--- What needs to be done ---
Edit the listing from its first line through the line containing "Query: wooden chair", replacing "vertices" with "points" and leaving the rest untouched. Give back only those lines.

--- Information shown ---
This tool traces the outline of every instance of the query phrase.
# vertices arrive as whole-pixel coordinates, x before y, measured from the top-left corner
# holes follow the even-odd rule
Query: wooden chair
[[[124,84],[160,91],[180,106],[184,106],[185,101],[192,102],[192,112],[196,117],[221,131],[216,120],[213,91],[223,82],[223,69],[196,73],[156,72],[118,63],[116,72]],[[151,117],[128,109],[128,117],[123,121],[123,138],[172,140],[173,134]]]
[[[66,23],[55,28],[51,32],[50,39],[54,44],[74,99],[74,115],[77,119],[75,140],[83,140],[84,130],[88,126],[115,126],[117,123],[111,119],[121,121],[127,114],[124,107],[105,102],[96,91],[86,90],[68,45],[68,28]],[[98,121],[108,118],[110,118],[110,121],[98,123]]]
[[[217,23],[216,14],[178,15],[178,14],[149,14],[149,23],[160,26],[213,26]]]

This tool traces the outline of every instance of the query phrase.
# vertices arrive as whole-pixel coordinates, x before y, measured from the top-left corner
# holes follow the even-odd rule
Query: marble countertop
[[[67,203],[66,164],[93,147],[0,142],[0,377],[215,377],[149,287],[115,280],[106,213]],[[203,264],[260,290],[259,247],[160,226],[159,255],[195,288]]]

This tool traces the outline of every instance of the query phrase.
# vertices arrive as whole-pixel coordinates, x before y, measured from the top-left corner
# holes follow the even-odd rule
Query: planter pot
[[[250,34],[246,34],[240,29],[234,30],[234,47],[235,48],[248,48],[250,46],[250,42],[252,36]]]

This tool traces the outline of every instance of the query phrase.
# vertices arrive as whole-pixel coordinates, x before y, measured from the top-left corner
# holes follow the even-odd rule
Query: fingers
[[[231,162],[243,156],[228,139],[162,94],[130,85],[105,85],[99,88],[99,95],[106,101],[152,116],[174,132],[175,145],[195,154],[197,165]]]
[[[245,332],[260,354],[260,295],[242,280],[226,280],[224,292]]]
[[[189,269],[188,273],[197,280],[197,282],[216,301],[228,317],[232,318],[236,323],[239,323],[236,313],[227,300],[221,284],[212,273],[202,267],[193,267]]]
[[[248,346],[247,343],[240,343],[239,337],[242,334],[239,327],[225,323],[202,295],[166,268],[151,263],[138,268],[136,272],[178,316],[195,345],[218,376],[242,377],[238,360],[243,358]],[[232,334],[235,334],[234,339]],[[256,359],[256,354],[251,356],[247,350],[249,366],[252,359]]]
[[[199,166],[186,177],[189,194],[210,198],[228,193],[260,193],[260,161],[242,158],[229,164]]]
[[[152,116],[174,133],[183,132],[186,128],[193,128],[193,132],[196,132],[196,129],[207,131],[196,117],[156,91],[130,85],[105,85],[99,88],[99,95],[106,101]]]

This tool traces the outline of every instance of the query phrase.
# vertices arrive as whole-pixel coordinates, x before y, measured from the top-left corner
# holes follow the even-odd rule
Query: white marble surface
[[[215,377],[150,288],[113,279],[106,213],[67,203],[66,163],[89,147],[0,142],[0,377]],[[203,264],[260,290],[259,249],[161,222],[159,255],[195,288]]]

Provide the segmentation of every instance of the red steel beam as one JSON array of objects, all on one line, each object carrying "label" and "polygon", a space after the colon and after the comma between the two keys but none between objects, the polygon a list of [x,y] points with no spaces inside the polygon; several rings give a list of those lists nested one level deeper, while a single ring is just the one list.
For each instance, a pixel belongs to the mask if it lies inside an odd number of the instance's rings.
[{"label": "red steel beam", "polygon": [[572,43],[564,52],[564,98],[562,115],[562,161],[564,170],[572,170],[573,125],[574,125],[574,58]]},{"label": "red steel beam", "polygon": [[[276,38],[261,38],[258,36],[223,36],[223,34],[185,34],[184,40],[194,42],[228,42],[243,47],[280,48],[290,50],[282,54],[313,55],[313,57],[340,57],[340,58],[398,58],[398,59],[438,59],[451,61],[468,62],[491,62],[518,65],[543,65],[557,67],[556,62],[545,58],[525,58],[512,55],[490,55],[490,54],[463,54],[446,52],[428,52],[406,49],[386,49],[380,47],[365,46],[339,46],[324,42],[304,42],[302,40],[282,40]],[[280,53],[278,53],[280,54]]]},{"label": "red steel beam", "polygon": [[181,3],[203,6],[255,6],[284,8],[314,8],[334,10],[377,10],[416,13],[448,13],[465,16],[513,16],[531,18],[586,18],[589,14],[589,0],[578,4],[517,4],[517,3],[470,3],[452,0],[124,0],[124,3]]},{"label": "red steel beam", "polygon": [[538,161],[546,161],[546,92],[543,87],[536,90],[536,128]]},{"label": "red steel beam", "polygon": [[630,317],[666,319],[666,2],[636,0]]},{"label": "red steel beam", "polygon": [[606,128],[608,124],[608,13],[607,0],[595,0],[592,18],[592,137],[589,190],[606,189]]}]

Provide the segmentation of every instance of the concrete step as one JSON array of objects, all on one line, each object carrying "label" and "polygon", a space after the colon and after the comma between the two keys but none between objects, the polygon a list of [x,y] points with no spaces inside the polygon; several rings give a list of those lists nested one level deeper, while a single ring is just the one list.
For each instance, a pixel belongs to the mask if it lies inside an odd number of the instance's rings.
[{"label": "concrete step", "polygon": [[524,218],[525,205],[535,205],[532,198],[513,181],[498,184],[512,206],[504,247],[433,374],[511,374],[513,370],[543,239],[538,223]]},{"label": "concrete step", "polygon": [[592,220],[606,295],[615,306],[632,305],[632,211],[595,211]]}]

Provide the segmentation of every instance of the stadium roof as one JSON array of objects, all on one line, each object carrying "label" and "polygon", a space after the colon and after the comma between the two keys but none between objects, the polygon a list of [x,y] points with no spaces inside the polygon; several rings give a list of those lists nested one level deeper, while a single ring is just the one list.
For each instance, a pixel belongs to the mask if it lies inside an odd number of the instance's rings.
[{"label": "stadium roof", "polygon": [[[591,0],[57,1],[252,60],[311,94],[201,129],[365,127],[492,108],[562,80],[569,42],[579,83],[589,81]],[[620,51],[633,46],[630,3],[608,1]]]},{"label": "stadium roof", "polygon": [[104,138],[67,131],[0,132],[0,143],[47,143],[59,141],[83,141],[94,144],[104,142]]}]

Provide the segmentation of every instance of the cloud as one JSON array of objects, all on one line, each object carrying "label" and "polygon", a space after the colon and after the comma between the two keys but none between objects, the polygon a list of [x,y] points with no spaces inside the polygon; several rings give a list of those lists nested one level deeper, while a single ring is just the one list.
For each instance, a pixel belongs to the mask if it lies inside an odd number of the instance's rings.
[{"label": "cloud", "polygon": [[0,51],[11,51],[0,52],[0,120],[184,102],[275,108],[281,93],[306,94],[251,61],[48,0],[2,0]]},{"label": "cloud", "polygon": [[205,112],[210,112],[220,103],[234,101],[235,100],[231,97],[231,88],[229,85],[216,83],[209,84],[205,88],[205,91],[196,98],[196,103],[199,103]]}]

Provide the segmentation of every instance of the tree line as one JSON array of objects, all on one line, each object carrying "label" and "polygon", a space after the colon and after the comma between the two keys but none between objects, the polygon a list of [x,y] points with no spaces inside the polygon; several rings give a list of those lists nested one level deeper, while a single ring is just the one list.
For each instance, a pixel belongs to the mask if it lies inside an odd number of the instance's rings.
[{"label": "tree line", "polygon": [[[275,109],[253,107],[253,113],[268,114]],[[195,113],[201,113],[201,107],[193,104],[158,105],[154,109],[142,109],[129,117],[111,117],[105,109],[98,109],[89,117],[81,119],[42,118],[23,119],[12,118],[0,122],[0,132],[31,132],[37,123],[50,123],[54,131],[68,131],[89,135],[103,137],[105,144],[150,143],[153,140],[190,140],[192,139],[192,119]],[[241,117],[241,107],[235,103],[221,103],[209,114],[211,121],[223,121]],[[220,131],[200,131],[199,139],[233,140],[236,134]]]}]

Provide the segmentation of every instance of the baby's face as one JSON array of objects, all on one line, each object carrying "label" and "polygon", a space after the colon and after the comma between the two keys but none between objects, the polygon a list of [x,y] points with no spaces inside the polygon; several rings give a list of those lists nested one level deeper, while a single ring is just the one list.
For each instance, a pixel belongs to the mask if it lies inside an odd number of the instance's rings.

--- Problem solution ---
This tool traces the outline of every instance of the query phrase.
# points arrive as whole-pixel coordinates, x before y, measured from the top-left corner
# holes follow the even-odd rule
Query: wooden chair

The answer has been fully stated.